╭─ ZITIERTER TEXT
Aber im Allgemeinen gab es viele kleine Dörfer und Städte in Hessen, in denen sich Juden unerwünscht fühlten. Viele Tausend Juden, insbesondere jüngere, zogen nach der Machtergreifung vom 30. Januar 1933 aus ihren Häusern aus und zogen in die Hauptstädte.

Es folgten sechseinhalb Jahre antisemitische Propaganda und Gesetzgebung, und in vielen Hundert hessischen Gemeinden sank die Zahl jüdischer Einwohner.
╰─
- AUFGABE -
Führe den Text über die jüdischen Einwohner Hessens nach 1933 im Anschluss an seinen letzten Satz fort. Die Datensätze stammen aus einer anderen Quelle.
╭─ ERFASSTE ANGABEN
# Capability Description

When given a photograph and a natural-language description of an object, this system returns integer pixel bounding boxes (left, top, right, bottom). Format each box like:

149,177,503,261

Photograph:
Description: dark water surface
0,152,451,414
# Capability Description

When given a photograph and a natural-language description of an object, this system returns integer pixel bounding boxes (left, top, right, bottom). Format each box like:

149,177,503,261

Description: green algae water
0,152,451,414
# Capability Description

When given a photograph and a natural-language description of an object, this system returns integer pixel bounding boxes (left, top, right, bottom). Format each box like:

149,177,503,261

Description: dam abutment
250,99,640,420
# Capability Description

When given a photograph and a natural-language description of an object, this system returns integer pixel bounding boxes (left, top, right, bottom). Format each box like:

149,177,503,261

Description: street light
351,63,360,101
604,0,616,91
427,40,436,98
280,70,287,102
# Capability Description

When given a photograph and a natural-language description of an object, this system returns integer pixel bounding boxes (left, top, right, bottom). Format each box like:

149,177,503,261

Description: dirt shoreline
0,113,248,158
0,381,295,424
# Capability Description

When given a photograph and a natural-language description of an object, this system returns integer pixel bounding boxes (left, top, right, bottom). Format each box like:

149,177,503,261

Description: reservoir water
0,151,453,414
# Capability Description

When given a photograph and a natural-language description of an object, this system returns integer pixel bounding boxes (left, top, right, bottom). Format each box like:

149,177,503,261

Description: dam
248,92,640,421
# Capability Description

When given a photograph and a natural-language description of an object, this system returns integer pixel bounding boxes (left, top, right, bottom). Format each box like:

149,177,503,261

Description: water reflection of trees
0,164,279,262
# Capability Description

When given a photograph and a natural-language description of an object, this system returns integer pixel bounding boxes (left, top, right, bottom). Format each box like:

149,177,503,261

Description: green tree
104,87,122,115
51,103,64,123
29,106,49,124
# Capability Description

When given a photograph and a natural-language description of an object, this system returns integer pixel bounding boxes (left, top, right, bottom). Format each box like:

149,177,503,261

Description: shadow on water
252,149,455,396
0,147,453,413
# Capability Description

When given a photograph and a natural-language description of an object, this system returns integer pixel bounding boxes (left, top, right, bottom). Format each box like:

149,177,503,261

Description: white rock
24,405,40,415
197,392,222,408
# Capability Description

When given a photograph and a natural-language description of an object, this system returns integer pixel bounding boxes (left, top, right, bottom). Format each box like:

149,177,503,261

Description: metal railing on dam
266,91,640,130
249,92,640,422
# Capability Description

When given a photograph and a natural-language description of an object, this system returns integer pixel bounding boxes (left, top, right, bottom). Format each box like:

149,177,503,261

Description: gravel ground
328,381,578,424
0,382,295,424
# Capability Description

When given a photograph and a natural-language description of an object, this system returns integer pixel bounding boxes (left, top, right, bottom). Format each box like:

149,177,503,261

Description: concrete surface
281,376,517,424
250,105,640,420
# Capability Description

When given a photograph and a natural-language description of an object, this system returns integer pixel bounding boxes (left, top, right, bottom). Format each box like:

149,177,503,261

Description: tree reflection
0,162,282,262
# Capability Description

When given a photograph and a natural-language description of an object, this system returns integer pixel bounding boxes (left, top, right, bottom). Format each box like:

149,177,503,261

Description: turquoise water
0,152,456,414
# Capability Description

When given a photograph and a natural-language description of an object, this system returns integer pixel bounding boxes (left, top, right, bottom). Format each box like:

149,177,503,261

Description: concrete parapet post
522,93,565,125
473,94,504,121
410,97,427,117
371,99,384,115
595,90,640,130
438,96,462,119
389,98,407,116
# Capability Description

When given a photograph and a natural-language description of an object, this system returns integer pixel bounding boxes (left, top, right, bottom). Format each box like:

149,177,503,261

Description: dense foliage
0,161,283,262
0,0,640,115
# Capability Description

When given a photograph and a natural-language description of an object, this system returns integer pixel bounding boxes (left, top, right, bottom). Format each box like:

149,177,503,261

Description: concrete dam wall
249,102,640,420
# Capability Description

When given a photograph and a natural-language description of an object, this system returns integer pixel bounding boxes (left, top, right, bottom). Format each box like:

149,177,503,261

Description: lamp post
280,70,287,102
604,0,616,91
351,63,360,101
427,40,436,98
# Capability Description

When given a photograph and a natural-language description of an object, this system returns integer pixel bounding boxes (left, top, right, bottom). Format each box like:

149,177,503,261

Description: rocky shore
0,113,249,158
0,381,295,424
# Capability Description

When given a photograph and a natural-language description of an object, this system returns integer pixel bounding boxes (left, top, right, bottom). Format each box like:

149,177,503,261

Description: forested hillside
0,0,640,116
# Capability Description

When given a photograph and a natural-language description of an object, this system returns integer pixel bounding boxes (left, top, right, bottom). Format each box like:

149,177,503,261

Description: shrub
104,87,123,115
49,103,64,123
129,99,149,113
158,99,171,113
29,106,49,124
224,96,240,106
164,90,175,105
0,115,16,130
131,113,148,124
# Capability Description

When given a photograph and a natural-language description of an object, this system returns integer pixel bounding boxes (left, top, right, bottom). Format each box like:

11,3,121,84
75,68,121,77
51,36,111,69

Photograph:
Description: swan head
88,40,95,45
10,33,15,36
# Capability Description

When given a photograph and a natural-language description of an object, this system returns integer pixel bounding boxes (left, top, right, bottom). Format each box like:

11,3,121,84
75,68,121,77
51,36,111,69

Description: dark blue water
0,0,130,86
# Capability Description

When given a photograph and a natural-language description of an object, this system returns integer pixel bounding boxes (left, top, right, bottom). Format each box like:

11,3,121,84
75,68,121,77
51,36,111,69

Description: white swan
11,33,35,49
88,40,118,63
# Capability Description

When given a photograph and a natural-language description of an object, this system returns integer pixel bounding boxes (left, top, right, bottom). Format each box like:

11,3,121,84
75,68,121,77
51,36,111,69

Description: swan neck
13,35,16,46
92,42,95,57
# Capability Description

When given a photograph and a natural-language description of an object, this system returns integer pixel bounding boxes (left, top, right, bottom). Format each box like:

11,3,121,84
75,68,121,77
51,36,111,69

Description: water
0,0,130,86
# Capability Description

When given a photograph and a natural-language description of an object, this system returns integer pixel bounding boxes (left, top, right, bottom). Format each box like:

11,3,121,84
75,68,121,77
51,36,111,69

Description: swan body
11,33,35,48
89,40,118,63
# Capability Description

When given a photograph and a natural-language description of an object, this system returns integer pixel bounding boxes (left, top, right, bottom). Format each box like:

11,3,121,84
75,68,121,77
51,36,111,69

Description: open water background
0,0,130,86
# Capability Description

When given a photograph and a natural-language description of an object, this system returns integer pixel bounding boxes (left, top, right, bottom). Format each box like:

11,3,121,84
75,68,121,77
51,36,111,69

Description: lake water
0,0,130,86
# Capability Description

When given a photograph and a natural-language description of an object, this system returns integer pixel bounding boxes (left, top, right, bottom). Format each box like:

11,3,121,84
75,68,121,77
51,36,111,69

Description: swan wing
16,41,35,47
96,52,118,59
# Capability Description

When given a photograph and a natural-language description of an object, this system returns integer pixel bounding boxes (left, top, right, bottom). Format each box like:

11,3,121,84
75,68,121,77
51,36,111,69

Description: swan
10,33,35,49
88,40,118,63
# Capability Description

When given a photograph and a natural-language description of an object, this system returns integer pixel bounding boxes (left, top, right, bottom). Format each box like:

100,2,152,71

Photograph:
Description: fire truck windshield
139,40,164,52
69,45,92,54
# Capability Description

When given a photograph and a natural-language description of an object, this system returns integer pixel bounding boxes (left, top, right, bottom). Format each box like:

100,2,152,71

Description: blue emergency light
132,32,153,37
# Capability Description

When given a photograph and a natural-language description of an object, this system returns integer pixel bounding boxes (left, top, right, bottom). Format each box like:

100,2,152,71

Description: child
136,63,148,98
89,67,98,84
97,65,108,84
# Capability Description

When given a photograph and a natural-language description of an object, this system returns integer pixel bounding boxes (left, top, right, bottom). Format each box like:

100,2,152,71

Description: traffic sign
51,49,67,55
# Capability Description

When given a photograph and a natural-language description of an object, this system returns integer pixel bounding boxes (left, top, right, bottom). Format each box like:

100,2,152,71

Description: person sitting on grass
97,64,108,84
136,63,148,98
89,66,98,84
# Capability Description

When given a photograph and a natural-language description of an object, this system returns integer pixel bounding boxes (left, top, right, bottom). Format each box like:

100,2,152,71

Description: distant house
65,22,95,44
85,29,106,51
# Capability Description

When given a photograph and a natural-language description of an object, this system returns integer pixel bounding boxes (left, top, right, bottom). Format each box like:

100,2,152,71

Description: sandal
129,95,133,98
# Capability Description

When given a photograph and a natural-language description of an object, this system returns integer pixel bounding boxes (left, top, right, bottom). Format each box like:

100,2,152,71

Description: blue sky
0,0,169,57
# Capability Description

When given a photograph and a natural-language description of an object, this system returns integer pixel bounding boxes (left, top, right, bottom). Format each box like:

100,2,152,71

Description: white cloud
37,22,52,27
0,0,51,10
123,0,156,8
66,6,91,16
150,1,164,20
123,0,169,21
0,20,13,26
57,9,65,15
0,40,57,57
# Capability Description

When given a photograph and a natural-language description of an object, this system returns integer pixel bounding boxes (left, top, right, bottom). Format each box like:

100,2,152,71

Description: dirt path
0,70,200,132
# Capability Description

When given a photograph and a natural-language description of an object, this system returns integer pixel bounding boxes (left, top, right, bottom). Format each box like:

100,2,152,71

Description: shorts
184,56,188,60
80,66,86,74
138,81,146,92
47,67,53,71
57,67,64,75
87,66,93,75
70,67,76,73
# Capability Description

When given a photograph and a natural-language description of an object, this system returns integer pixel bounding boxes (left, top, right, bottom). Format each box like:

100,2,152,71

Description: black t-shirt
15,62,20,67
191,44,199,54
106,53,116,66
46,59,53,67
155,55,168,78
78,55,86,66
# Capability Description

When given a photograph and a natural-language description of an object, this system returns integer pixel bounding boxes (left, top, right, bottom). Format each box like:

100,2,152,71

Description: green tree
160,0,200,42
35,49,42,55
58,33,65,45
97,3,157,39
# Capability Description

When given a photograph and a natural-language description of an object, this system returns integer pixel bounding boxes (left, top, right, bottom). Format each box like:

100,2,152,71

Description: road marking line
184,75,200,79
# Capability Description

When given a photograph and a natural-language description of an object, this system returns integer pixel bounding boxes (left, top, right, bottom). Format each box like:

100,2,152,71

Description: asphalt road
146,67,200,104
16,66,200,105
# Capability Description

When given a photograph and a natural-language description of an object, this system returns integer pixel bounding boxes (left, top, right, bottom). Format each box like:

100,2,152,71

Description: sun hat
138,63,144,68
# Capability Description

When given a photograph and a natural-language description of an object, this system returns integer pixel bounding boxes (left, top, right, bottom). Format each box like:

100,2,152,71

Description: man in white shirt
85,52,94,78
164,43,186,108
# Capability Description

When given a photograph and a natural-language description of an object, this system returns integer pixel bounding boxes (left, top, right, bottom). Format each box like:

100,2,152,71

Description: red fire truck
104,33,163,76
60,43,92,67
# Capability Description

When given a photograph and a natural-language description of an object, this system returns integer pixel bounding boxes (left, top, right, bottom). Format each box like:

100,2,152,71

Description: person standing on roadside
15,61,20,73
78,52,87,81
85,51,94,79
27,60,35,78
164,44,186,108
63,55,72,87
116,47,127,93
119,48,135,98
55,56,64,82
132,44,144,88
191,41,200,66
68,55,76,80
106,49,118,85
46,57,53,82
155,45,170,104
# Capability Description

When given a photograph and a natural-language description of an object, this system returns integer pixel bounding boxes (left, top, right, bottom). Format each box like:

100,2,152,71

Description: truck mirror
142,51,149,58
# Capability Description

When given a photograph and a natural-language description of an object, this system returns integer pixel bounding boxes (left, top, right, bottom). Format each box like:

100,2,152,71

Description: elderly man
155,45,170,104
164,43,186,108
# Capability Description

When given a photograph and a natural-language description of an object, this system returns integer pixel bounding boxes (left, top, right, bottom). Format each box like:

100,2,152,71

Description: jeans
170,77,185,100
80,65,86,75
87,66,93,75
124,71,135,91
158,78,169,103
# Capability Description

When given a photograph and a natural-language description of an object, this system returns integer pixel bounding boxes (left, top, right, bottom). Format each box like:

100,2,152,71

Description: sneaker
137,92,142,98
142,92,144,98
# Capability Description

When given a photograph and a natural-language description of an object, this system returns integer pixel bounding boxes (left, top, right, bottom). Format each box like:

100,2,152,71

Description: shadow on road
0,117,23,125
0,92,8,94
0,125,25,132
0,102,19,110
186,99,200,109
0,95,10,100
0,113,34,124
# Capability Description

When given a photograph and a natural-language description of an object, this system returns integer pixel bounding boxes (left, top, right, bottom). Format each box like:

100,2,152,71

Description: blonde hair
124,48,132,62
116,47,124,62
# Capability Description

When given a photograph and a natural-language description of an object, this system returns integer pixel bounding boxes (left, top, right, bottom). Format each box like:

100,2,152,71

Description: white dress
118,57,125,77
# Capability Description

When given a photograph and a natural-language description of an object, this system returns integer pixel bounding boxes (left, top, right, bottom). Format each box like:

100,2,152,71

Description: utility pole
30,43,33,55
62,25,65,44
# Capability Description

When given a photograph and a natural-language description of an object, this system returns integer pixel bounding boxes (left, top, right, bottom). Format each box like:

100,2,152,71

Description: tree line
╰─
- ANTWORT -
Die Attacken auf die Juden in der Reichsprogromnacht folgten nach dem 7. November 1938, als der polnische Jude Herszel Grynspan einen deutschen Diplomaten in Paris ermordete. Die oberen Ränge der NSDAP waren in Nürnberg versammelt und nutzten den Mord, um die örtlichen Anführer der SA-Einheiten anzustiften, sich an den Juden zu rächen. Der Aufruf an die SA erfolgte telefonisch aus Nürnberg in der Nacht vom 9. auf den 10. November. Die Schlüsselfigur war der Propagandaminister Dr. Joseph Goebbels.

Hessen unterschied sich allerdings von anderen Teilen des Landes: Einige lokale NS-Behörden begannen schon am 7. und 8. November 1938 Juden und jüdische Einrichtungen anzugreifen. Sie taten das auf eigene Initiative, ohne einen Befehl von oben. Einheiten der SS spielten dabei eine unheimliche Rolle, auf die wir hier nicht weiter eingehen können.

Und nun zu der Frage, die mir die Redaktion von evangelisch.de gestellt hat: "Wie haben sich die Christen nach der Reichsprogromnacht gegenüber den jüdischen Gemeinden verhalten?"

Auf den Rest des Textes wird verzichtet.